» **What is being asked**: The records below are to be repeated in full, exactly as they are.

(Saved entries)
----

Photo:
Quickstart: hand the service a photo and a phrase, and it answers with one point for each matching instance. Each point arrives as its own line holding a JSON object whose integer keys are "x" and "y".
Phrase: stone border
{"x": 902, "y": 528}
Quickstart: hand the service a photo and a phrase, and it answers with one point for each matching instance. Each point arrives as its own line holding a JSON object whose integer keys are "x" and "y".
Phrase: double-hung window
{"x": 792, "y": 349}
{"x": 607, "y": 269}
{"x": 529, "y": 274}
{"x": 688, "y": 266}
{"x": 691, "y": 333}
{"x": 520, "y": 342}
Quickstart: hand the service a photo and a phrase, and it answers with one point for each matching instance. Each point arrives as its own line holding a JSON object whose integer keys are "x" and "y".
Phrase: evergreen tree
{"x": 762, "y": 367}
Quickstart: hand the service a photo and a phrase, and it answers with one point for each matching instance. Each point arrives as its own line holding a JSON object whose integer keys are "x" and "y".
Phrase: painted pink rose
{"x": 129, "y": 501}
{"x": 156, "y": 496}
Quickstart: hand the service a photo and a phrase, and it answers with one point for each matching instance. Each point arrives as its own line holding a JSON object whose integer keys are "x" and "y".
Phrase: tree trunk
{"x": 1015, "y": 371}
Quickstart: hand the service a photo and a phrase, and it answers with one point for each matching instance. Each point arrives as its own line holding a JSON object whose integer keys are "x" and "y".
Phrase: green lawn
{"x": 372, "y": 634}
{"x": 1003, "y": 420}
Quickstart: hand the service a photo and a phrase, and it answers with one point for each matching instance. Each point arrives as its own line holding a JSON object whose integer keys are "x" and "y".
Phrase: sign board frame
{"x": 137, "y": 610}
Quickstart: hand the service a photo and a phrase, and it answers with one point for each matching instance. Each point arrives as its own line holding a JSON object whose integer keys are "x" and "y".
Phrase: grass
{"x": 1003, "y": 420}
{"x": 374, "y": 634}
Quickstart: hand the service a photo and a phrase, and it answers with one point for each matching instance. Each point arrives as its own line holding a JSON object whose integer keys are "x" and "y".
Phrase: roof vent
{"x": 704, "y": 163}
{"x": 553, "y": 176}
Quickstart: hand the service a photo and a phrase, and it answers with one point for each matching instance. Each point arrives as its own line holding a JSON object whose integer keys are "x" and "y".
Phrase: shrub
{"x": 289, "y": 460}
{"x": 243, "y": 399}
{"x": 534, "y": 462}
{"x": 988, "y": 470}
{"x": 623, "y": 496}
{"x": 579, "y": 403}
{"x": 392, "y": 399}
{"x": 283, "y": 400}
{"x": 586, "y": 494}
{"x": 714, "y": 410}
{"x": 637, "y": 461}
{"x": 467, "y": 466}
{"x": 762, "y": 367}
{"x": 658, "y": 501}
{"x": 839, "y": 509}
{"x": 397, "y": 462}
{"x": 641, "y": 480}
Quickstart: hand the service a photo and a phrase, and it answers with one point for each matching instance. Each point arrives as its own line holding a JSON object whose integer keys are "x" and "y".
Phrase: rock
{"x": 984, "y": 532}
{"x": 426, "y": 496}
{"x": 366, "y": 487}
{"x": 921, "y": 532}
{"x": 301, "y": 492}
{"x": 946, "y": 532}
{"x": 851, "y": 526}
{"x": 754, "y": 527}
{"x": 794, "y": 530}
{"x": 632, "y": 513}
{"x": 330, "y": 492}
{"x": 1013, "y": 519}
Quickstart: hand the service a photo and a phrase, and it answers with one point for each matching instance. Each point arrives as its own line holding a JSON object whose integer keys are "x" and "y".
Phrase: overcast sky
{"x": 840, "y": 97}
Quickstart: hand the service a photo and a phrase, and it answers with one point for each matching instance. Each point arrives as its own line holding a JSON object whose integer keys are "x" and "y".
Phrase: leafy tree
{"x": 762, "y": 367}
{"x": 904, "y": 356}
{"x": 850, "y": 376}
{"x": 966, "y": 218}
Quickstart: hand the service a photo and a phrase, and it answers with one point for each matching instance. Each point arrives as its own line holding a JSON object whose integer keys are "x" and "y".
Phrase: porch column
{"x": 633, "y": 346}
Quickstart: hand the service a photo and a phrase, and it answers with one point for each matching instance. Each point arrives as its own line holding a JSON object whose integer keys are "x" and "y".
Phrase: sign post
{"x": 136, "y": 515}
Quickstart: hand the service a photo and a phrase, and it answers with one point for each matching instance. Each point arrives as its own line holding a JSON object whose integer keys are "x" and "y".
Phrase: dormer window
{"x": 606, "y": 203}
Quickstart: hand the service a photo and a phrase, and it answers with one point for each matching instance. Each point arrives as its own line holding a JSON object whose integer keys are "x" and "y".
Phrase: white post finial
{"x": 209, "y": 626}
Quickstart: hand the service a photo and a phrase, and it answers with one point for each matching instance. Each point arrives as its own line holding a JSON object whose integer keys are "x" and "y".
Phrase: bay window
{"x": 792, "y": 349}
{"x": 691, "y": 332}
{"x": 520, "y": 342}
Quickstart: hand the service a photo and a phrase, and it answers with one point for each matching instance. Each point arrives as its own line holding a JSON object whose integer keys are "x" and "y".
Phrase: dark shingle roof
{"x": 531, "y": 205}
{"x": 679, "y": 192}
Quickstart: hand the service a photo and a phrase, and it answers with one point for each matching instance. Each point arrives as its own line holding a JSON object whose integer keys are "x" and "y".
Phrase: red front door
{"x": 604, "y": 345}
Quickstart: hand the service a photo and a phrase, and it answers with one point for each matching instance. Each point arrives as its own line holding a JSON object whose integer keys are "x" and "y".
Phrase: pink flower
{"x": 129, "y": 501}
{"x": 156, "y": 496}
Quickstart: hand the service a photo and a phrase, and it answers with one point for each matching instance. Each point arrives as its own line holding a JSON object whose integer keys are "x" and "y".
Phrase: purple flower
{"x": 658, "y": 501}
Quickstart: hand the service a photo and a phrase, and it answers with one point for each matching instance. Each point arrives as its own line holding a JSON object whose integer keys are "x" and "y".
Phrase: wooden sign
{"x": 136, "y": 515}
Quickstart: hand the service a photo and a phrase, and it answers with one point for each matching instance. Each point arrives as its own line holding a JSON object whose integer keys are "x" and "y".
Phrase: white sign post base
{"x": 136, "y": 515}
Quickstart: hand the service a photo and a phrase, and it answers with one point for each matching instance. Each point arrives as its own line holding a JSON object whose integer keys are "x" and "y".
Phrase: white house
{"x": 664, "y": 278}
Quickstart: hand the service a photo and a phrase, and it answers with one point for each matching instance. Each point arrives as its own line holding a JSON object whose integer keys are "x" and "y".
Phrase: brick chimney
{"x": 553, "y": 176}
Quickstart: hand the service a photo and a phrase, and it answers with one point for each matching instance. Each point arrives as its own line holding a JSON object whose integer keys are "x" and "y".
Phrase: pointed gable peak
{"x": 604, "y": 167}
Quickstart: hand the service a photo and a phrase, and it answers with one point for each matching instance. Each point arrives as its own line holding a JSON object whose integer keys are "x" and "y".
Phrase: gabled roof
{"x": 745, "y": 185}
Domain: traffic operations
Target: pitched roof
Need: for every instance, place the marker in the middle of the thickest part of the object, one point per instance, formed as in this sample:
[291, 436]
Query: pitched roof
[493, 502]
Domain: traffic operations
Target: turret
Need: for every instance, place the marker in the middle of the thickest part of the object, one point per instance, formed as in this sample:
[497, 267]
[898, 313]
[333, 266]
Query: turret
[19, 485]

----

» **Response**:
Photo:
Quickstart: hand the service a photo and a phrase, and it answers with one point for each matching instance. Each point arrives as its own line holding a JSON object whose integer keys are "x" and "y".
Phrase: stone border
{"x": 902, "y": 528}
Quickstart: hand the service a photo and a phrase, and it answers with one point for each matching instance. Each point arrives as its own line holding a JSON object whose integer keys are "x" and "y".
Phrase: double-hung window
{"x": 792, "y": 349}
{"x": 607, "y": 269}
{"x": 529, "y": 274}
{"x": 688, "y": 266}
{"x": 691, "y": 333}
{"x": 520, "y": 342}
Quickstart: hand the service a photo and a phrase, and it answers with one point for each matching instance. Each point arrives as its own line holding a JSON object whose integer keys are "x" and "y".
Phrase: evergreen tree
{"x": 762, "y": 367}
Quickstart: hand the service a photo and a phrase, and it answers with one point for each matching instance. Each point arrives as its own line holding a JSON object whose integer keys are "x" and "y".
Phrase: painted pink rose
{"x": 129, "y": 501}
{"x": 156, "y": 496}
Quickstart: hand the service a photo and a phrase, and it answers with one point for each matching instance. Each point arrives as its own line holding a JSON object whose integer keys are "x" and "y".
Phrase: tree trunk
{"x": 1015, "y": 371}
Quickstart: hand the service a photo and a phrase, and it answers with one point for each matching instance. Each point arrives as its own line holding a JSON object whose integer keys are "x" and "y".
Phrase: green lawn
{"x": 372, "y": 634}
{"x": 1003, "y": 420}
Quickstart: hand the service a photo and a phrase, and it answers with one point for each matching instance. Each point arrives as its own line holding a JSON object whose integer keys are "x" and "y".
Phrase: sign board frame
{"x": 137, "y": 610}
Quickstart: hand the service a photo and a phrase, and it answers with one point for each matching instance. Each point arrives as its own line holding a JSON object whose integer keys are "x" and "y".
Phrase: grass
{"x": 1003, "y": 420}
{"x": 374, "y": 634}
Quickstart: hand the service a photo and a phrase, and it answers with one point for each matching instance. Each point arrives as its own line holding a JSON object whose integer keys are "x" and "y".
Phrase: roof vent
{"x": 704, "y": 163}
{"x": 553, "y": 176}
Quickstart: hand the service a photo and a phrase, and it answers with one point for each matching instance. Each point arrives as its own line holding a JSON object whose integer keys are "x" and "y".
Phrase: shrub
{"x": 289, "y": 460}
{"x": 243, "y": 399}
{"x": 534, "y": 462}
{"x": 988, "y": 470}
{"x": 623, "y": 496}
{"x": 579, "y": 403}
{"x": 392, "y": 399}
{"x": 283, "y": 400}
{"x": 586, "y": 494}
{"x": 714, "y": 410}
{"x": 637, "y": 461}
{"x": 467, "y": 466}
{"x": 762, "y": 367}
{"x": 658, "y": 501}
{"x": 839, "y": 509}
{"x": 397, "y": 462}
{"x": 641, "y": 480}
Quickstart: hand the service a photo and a phrase, and it answers with one point for each matching instance. Each point arrives as its own line holding a JSON object whose integer keys are "x" and "y".
Phrase: rock
{"x": 984, "y": 532}
{"x": 426, "y": 496}
{"x": 366, "y": 487}
{"x": 921, "y": 532}
{"x": 301, "y": 492}
{"x": 946, "y": 532}
{"x": 851, "y": 526}
{"x": 754, "y": 527}
{"x": 794, "y": 530}
{"x": 632, "y": 513}
{"x": 330, "y": 492}
{"x": 1013, "y": 519}
Quickstart: hand the service a photo and a phrase, and it answers with one point for each matching instance. Each point arrives as its own line holding a JSON object whose integer keys are "x" and "y".
Phrase: overcast sky
{"x": 840, "y": 97}
Quickstart: hand the service a photo and a phrase, and it answers with one point for each matching instance. Each point arrives as its own line holding a JSON object whose integer keys are "x" and "y".
Phrase: leafy tree
{"x": 762, "y": 367}
{"x": 904, "y": 356}
{"x": 850, "y": 376}
{"x": 966, "y": 218}
Quickstart: hand the service a photo and a phrase, and it answers with one point for each matching instance. Each point arrives as its own line holding a JSON object whose integer keys are "x" and "y".
Phrase: porch column
{"x": 633, "y": 346}
Quickstart: hand the service a photo and a phrase, and it answers with one point for each matching instance. Each point arrives as its own line holding a JSON object whose integer keys are "x" and "y".
Phrase: sign post
{"x": 136, "y": 515}
Quickstart: hand the service a photo and a phrase, and it answers with one point for each matching instance. Each point arrives as its own line holding a JSON object whose integer keys are "x" and "y".
Phrase: dormer window
{"x": 606, "y": 203}
Quickstart: hand the service a photo and a phrase, and it answers with one point for each matching instance. Each point arrives as its own line holding a JSON object whose integer keys are "x" and "y".
Phrase: white post finial
{"x": 209, "y": 626}
Quickstart: hand the service a photo and a phrase, and it answers with one point for each matching instance. Each point arrives as its own line holding a JSON object whose integer keys are "x" and "y".
Phrase: bay window
{"x": 792, "y": 349}
{"x": 691, "y": 332}
{"x": 520, "y": 342}
Quickstart: hand the service a photo and a phrase, and it answers with one point for each matching instance. Each point arrives as its own line holding a JSON object whose integer keys are "x" and "y".
Phrase: dark shingle roof
{"x": 531, "y": 205}
{"x": 679, "y": 192}
Quickstart: hand the service a photo and a phrase, and it answers with one point for each matching instance. Each point arrives as its own line holding a JSON object whose integer keys are "x" and "y".
Phrase: red front door
{"x": 604, "y": 345}
Quickstart: hand the service a photo and a phrase, and it answers with one point for each matching instance. Each point arrives as its own line holding a JSON object whose integer keys are "x" and "y".
Phrase: pink flower
{"x": 129, "y": 501}
{"x": 156, "y": 496}
Quickstart: hand the service a photo and a phrase, and it answers with one point for each matching instance. Each point arrives as its own line holding a JSON object whose integer keys are "x" and "y".
Phrase: purple flower
{"x": 658, "y": 501}
Quickstart: hand the service a photo and a phrase, and it answers with one point for each matching instance. Each point arrives as its own line holding a JSON object whose integer keys are "x" and "y".
Phrase: wooden sign
{"x": 136, "y": 515}
Quickstart: hand the service a photo and a phrase, and it answers with one point for each matching instance. Each point arrives as its own line holding a JSON object whose integer keys are "x" and "y".
Phrase: white sign post base
{"x": 136, "y": 515}
Quickstart: hand the service a photo and a phrase, and it answers with one point for each matching instance. Each point arrives as its own line holding a JSON object whose integer keys are "x" and "y".
Phrase: white house
{"x": 664, "y": 278}
Quickstart: hand the service a photo and a phrase, and it answers with one point for each matching instance. Each point arrives as its own line holding a JSON object whose integer keys are "x" and "y".
Phrase: brick chimney
{"x": 553, "y": 176}
Quickstart: hand the service a photo and a phrase, and it answers with one point for each matching instance. Each point arrives as its own line holding a JSON object whose integer keys are "x" and "y".
Phrase: pointed gable peak
{"x": 604, "y": 167}
Quickstart: hand the service a photo and a phrase, and it answers with one point for each matching instance. Each point arrives as its own line holding a JSON object whose integer keys are "x" and "y".
Phrase: gabled roof
{"x": 745, "y": 185}
Domain: traffic operations
Target: pitched roof
Need: for every instance, place the marker in the middle of the thickest part of the object, one point per instance, formed as in this sample:
[291, 436]
Query: pitched roof
[493, 502]
Domain: traffic operations
Target: turret
Need: for every instance, place the marker in the middle of the thickest part of the object, one point per instance, formed as in this sample:
[497, 267]
[898, 313]
[333, 266]
Query: turret
[19, 485]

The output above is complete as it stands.